=== Task directions ===
Among these entries, count the lines containing the word "positive" and answer with only the number.

--- Available data Enclosed Below ---

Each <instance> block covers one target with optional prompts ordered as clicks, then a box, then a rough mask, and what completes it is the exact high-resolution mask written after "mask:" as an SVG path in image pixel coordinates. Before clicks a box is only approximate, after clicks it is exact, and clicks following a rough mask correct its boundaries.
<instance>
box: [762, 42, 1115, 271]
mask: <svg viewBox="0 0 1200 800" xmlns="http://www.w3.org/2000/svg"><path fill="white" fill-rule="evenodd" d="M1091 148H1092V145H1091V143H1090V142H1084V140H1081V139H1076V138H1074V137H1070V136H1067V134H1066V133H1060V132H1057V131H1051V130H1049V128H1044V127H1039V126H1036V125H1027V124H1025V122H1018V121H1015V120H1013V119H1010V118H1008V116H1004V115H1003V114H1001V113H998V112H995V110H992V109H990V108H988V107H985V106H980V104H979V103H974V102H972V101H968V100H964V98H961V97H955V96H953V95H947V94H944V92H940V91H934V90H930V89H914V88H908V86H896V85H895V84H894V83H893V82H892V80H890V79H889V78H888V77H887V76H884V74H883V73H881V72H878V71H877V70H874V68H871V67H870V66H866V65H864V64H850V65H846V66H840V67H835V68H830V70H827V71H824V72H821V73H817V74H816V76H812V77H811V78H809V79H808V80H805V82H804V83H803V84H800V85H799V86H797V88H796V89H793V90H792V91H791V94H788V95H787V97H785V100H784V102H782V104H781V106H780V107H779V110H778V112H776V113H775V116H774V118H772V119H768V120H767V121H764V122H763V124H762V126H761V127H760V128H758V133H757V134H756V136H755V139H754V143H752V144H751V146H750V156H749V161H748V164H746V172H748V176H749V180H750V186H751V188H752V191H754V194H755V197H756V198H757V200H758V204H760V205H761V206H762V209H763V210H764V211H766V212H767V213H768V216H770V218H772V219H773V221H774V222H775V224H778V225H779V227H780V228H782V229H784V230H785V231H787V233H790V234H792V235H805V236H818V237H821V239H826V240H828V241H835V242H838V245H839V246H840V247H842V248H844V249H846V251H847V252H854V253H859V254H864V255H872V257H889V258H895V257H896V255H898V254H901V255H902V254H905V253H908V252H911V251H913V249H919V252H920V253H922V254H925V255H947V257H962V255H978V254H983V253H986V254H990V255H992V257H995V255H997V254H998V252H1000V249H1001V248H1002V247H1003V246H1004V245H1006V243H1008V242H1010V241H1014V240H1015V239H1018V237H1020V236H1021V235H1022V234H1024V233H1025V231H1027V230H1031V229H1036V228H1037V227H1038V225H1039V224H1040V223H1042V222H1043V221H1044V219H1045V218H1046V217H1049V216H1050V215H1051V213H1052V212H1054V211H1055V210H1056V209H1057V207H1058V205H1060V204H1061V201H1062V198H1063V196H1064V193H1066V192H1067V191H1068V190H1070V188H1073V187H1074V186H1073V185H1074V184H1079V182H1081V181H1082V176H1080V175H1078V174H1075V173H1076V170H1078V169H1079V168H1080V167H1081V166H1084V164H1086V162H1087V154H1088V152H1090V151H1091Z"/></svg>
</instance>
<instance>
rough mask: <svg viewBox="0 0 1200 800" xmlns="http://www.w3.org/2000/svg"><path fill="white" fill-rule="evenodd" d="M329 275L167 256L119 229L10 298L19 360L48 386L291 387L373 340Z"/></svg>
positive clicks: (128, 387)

--- End of Enclosed Available data ---
--- Available data Enclosed Below ---

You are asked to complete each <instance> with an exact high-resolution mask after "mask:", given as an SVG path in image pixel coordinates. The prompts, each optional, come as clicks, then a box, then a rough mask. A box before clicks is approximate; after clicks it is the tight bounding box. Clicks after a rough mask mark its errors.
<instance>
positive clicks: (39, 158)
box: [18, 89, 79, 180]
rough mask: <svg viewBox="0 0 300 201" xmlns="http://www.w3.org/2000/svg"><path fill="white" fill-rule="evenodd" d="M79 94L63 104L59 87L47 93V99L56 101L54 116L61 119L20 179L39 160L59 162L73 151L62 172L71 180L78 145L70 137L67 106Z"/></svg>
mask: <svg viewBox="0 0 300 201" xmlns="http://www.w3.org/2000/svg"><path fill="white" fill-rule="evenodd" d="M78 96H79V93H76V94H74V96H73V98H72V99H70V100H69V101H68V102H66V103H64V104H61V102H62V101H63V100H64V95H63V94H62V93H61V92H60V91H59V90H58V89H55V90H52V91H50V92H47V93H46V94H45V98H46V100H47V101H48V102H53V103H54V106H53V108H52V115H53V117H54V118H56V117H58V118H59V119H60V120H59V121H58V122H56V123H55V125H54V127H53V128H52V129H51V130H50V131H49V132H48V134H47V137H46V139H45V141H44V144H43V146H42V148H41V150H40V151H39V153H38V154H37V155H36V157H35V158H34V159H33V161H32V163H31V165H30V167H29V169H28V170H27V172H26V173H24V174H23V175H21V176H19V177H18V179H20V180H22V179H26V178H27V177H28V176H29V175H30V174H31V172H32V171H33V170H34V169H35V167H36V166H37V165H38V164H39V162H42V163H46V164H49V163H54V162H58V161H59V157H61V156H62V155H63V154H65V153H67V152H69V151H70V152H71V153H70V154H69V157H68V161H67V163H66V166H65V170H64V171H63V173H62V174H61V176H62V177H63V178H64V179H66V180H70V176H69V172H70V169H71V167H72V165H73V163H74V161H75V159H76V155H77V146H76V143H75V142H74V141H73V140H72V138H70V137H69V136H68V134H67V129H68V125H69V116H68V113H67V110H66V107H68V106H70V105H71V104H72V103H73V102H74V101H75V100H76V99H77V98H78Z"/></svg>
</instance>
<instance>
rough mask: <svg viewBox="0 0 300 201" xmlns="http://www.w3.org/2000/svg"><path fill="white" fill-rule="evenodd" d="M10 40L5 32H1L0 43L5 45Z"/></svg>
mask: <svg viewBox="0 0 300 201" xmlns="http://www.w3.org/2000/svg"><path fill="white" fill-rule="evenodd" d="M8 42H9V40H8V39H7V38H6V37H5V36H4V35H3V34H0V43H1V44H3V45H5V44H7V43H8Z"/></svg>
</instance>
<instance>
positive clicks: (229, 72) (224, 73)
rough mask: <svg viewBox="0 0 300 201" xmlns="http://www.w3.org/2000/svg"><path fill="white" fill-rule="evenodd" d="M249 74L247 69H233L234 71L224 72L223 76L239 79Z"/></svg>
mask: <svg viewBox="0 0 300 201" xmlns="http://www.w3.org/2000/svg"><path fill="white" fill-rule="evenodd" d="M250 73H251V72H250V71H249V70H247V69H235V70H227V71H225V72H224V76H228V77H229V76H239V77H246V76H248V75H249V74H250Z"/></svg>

--- End of Enclosed Available data ---

=== Reply to the exercise ===
3